■ Stored data:
######
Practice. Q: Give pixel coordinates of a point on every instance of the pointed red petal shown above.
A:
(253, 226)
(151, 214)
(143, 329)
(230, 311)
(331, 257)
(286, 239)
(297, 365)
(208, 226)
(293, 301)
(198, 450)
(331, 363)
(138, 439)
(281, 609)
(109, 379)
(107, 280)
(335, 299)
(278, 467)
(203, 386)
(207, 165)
######
■ TASK TO CARRY OUT: Arrange the rows above as a two-column CSV with the header text,answer. Give one line per row, with each field quoted and line breaks replaced by spaces.

■ SOLVED PROBLEM:
text,answer
"Practice. Q: Give pixel coordinates of a point on every instance of the pointed red petal shown above. A:","(253, 226) (151, 214) (143, 329) (230, 311) (331, 257) (286, 239) (297, 365) (208, 226) (293, 301) (198, 450) (331, 363) (138, 439) (281, 609) (109, 379) (107, 280) (335, 299) (278, 467) (203, 386) (207, 165)"